What to do:
Put the entries from the line containing "Looking at the image above, tell me: is any dry" through the line containing "xmin=0 ymin=355 xmax=1200 ymax=837", both included, into a JSON list of strings, one string per line and no blank lines.

Listed entries:
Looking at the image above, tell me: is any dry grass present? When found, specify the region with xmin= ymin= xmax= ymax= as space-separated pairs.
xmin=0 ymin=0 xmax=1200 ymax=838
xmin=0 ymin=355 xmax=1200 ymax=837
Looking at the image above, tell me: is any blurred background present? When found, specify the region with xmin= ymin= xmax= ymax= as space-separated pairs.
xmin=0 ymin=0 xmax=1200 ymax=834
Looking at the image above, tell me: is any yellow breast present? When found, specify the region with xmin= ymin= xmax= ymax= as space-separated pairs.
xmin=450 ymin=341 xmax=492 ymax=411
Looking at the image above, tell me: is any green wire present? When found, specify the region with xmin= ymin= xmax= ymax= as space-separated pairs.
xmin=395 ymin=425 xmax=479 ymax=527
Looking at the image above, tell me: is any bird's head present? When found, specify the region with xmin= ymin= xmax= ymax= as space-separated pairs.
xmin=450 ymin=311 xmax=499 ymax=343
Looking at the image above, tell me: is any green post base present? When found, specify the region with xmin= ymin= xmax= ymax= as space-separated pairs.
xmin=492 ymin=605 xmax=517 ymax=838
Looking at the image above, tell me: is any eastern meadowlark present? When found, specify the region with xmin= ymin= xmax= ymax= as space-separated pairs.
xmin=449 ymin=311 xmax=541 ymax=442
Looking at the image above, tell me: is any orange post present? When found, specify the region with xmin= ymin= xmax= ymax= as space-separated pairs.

--

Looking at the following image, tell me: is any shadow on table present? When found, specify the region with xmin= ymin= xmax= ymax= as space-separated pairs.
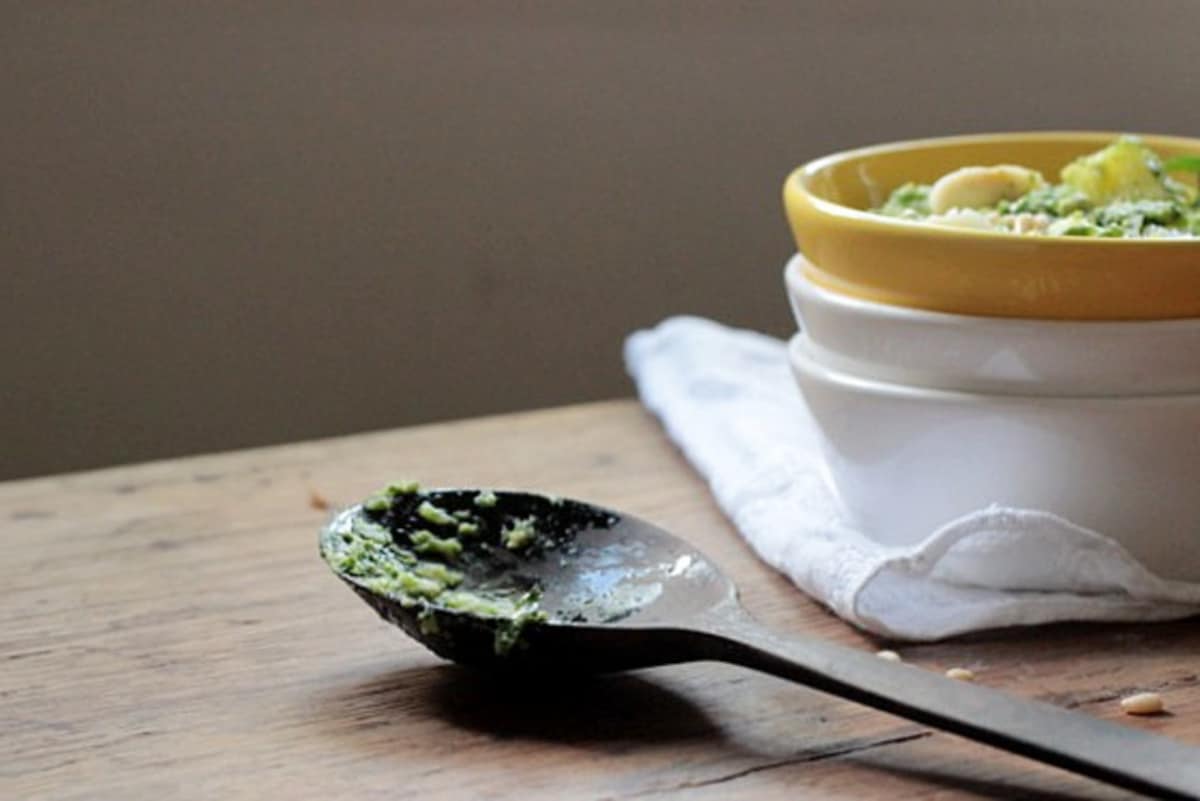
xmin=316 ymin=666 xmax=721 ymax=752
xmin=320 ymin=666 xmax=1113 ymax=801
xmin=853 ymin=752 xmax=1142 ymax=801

Task answer:
[
  "Looking at the image above, tell me: is any dry grass present? When found, specify the region with xmin= ymin= xmax= ymax= as space-separated pairs.",
  "xmin=0 ymin=0 xmax=1200 ymax=838",
  "xmin=0 ymin=355 xmax=1200 ymax=837"
]